> [TASK INPUTS]
★ ★ ★ ★ ★ ★ ★
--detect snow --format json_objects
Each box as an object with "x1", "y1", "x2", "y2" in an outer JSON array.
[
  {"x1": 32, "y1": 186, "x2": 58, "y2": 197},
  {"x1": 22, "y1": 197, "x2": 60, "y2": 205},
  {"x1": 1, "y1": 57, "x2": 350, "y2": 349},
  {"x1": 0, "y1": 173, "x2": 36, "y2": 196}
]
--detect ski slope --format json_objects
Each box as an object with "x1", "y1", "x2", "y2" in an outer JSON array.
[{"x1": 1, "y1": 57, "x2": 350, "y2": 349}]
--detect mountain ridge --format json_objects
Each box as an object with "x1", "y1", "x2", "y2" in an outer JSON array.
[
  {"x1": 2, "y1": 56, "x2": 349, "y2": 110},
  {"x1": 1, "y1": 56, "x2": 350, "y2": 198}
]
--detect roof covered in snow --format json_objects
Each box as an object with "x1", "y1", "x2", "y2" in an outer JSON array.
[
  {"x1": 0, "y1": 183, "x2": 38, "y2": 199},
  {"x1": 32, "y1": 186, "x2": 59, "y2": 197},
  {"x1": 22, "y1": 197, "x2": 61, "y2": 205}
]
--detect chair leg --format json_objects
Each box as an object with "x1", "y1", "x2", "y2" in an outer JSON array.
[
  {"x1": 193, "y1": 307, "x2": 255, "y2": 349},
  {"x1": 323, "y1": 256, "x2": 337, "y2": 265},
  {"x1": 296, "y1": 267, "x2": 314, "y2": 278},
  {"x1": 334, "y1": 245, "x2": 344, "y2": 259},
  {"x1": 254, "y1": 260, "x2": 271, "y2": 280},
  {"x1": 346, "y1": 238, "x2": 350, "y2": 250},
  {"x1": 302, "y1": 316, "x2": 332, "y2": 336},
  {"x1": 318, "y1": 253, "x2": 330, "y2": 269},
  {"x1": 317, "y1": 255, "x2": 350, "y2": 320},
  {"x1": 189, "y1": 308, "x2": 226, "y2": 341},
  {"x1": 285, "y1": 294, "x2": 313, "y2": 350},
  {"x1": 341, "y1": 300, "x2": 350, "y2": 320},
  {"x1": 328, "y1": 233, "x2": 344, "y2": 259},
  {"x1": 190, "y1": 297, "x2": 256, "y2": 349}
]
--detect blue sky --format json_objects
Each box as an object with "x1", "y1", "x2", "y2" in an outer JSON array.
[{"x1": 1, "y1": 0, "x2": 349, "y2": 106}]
★ ★ ★ ★ ★ ★ ★
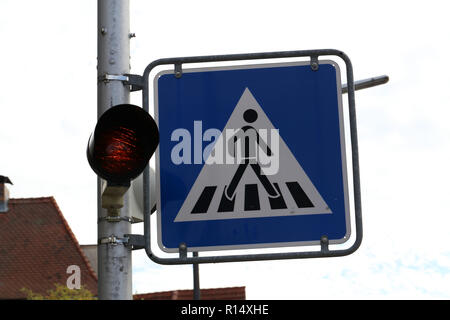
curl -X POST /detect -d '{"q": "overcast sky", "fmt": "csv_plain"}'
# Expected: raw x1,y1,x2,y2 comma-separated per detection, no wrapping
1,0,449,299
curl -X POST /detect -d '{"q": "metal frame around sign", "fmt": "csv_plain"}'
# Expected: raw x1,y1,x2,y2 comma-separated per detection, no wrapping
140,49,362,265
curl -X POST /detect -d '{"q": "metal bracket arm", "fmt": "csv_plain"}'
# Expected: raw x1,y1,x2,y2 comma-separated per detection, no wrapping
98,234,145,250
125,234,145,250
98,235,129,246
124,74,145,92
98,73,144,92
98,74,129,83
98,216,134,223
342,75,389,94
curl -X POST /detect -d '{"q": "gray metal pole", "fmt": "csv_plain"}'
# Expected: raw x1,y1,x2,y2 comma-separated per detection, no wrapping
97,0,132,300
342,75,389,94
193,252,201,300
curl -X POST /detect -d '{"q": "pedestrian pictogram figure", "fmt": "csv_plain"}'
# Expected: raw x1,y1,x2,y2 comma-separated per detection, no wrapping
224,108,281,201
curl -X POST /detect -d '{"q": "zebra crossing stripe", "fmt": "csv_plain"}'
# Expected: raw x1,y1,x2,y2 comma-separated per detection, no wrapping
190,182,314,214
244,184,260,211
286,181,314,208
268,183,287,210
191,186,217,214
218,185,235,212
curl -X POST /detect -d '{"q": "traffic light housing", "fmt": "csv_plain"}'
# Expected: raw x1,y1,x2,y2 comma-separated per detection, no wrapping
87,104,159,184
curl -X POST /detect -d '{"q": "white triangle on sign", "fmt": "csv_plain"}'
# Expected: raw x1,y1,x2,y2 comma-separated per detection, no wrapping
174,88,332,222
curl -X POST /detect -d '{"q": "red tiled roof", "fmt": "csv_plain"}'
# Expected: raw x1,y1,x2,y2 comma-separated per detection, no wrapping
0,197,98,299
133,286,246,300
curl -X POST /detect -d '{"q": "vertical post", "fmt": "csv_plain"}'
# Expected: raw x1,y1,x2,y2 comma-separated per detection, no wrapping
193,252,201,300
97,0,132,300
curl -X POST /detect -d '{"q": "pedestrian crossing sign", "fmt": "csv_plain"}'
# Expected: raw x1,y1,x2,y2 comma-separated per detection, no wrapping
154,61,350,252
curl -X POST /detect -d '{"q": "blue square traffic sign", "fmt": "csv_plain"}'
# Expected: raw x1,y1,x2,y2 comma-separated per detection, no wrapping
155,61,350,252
★ ★ ★ ★ ★ ★ ★
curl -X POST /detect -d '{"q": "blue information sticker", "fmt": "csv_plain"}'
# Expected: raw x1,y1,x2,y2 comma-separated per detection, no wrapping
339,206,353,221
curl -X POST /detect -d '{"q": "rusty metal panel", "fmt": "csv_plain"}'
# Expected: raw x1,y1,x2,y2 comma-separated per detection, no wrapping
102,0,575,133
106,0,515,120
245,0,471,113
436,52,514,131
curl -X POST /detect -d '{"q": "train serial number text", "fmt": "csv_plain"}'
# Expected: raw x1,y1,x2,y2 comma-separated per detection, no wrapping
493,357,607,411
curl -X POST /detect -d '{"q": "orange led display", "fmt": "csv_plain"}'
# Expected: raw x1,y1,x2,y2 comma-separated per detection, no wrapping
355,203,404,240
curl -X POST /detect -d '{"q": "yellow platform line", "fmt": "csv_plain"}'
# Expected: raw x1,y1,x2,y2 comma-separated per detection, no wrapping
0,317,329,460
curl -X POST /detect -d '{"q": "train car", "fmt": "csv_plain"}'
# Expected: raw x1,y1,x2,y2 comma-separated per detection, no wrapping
★ ★ ★ ★ ★ ★ ★
> [TASK DIRECTIONS] Once you have found every line above holding the word "snow", copy those lines.

> [SOLUTION FOR THIS EXERCISE]
--detect snow --format json_objects
--detect roof covered in snow --format json_objects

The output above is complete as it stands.